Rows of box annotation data
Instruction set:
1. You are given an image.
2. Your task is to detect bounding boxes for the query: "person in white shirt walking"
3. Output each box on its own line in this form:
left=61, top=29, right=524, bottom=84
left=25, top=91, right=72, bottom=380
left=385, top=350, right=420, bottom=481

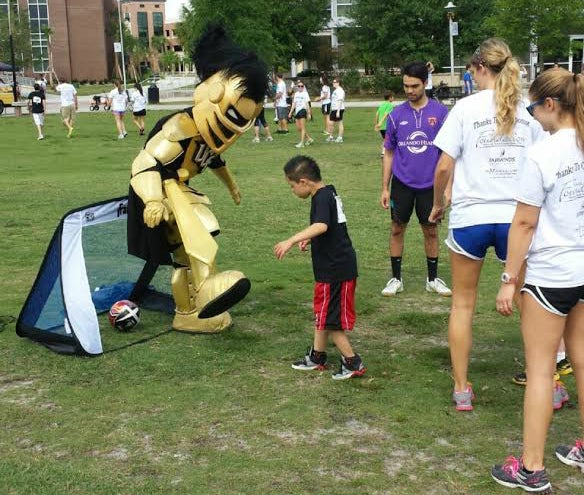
left=107, top=81, right=129, bottom=139
left=491, top=68, right=584, bottom=493
left=56, top=82, right=78, bottom=137
left=132, top=83, right=148, bottom=136
left=326, top=77, right=345, bottom=143
left=288, top=81, right=314, bottom=148
left=429, top=38, right=544, bottom=411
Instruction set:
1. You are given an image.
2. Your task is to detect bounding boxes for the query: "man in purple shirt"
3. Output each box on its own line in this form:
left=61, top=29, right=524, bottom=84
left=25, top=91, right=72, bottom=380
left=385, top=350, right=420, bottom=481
left=380, top=62, right=452, bottom=296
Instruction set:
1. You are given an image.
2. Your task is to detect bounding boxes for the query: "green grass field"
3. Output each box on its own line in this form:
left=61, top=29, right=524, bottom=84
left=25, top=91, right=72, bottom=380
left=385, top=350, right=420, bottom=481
left=0, top=109, right=584, bottom=495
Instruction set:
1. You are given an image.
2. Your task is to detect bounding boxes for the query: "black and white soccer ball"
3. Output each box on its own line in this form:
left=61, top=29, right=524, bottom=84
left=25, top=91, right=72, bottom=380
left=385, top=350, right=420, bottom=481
left=108, top=299, right=140, bottom=332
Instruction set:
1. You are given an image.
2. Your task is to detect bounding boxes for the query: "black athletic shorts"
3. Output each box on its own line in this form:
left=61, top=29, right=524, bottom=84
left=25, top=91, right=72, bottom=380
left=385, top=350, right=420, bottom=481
left=329, top=110, right=345, bottom=122
left=390, top=175, right=434, bottom=225
left=521, top=284, right=584, bottom=316
left=254, top=108, right=268, bottom=127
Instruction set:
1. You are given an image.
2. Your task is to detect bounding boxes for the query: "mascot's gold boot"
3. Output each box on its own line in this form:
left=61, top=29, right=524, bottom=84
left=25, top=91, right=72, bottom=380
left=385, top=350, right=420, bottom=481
left=128, top=26, right=268, bottom=333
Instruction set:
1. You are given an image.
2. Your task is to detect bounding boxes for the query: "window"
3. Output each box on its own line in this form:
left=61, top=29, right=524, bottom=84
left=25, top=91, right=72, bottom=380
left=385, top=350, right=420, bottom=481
left=136, top=12, right=150, bottom=46
left=152, top=12, right=164, bottom=36
left=28, top=0, right=49, bottom=72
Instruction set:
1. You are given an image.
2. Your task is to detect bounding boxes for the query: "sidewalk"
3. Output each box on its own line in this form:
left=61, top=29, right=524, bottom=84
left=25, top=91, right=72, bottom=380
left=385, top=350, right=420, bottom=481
left=2, top=94, right=388, bottom=117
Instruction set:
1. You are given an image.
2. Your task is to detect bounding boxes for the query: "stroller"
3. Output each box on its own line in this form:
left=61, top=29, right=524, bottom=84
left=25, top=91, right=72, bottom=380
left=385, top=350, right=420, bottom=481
left=89, top=95, right=110, bottom=112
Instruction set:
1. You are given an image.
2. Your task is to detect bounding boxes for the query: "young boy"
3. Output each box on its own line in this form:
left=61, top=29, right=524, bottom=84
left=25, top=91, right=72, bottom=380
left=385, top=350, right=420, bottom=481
left=274, top=155, right=366, bottom=380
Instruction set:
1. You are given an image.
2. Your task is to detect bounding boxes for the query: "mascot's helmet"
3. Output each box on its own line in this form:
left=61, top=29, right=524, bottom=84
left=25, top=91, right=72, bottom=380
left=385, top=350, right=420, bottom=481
left=193, top=25, right=268, bottom=154
left=193, top=72, right=263, bottom=154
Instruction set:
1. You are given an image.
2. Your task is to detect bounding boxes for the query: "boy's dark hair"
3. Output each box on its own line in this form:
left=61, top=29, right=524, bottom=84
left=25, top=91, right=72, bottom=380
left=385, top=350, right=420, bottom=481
left=383, top=89, right=395, bottom=100
left=402, top=62, right=428, bottom=82
left=284, top=155, right=322, bottom=182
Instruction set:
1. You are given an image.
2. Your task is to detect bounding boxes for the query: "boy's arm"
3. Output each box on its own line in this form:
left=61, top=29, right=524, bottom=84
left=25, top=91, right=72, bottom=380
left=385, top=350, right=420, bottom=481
left=274, top=223, right=328, bottom=260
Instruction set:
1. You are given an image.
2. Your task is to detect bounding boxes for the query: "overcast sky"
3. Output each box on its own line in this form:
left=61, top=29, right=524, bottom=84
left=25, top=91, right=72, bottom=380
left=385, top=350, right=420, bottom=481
left=166, top=0, right=188, bottom=22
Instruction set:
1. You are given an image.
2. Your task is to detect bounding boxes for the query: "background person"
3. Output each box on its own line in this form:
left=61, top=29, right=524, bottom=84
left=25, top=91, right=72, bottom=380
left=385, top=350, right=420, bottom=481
left=251, top=106, right=274, bottom=144
left=274, top=74, right=288, bottom=134
left=288, top=81, right=314, bottom=148
left=462, top=64, right=473, bottom=96
left=430, top=38, right=544, bottom=411
left=28, top=83, right=47, bottom=141
left=274, top=155, right=366, bottom=380
left=55, top=82, right=78, bottom=137
left=491, top=68, right=584, bottom=493
left=315, top=75, right=331, bottom=136
left=326, top=77, right=345, bottom=143
left=132, top=83, right=148, bottom=136
left=380, top=62, right=451, bottom=296
left=107, top=81, right=129, bottom=139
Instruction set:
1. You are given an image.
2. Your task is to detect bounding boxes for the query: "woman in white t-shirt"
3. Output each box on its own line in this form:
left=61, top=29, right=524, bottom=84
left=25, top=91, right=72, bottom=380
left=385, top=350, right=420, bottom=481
left=132, top=83, right=148, bottom=136
left=107, top=81, right=129, bottom=139
left=326, top=77, right=345, bottom=143
left=429, top=38, right=544, bottom=411
left=492, top=69, right=584, bottom=491
left=288, top=81, right=314, bottom=148
left=315, top=76, right=331, bottom=135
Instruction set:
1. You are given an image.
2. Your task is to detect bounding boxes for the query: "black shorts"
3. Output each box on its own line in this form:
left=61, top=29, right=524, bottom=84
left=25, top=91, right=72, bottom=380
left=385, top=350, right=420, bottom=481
left=521, top=284, right=584, bottom=316
left=329, top=110, right=345, bottom=122
left=390, top=175, right=435, bottom=225
left=294, top=108, right=307, bottom=120
left=254, top=108, right=268, bottom=127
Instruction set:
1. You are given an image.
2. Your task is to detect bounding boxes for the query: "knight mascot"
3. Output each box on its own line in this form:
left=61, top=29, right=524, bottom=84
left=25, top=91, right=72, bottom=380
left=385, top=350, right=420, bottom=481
left=128, top=25, right=268, bottom=333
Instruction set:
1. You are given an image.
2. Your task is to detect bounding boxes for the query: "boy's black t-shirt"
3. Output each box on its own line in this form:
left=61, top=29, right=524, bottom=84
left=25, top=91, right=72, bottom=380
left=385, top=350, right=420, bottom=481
left=310, top=185, right=357, bottom=283
left=28, top=91, right=45, bottom=113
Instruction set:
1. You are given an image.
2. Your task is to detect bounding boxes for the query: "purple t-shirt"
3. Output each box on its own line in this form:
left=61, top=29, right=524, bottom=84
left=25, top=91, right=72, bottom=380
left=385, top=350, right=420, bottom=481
left=384, top=99, right=448, bottom=189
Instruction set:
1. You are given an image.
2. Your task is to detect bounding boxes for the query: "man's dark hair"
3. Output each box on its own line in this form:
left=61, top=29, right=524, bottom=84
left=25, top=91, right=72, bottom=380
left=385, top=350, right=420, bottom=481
left=402, top=62, right=428, bottom=82
left=284, top=155, right=322, bottom=182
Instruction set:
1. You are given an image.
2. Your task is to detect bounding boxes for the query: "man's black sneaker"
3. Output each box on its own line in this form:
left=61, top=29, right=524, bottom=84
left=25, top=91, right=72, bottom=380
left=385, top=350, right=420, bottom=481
left=292, top=347, right=327, bottom=371
left=333, top=354, right=367, bottom=380
left=491, top=456, right=552, bottom=493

#### [Task prompt]
Please rewrite the material from its start through the line containing "left=0, top=109, right=584, bottom=495", both ends included, keeping the requests as they are. Multiply every coordinate in the answers by 1.35 and round to whole numbers with halves going up, giving only those lines and leaving the pictures out.

#### [Complete response]
Instruction set:
1. You are given an image.
2. Your task is to detect bounding boxes for the query: "person in white shirt walking"
3. Output each box on its own line in this form:
left=61, top=29, right=524, bottom=84
left=25, top=91, right=72, bottom=380
left=385, top=350, right=420, bottom=481

left=144, top=109, right=174, bottom=188
left=663, top=92, right=788, bottom=666
left=76, top=111, right=105, bottom=185
left=178, top=112, right=200, bottom=184
left=440, top=104, right=466, bottom=193
left=389, top=109, right=424, bottom=200
left=579, top=51, right=734, bottom=555
Instruction set:
1. You are given an image.
2. Your task is to detect bounding boxes for the query: "man in purple shirt"
3. Output each box on its own line in this form:
left=61, top=29, right=524, bottom=84
left=25, top=91, right=72, bottom=380
left=385, top=350, right=420, bottom=481
left=513, top=84, right=610, bottom=400
Instruction set:
1. You are given an image.
2. Your task is to detect bounding boxes for the query: "green grass field"
3. Output each box on its own line in this form:
left=61, top=29, right=524, bottom=84
left=25, top=91, right=72, bottom=380
left=385, top=350, right=420, bottom=481
left=0, top=147, right=788, bottom=668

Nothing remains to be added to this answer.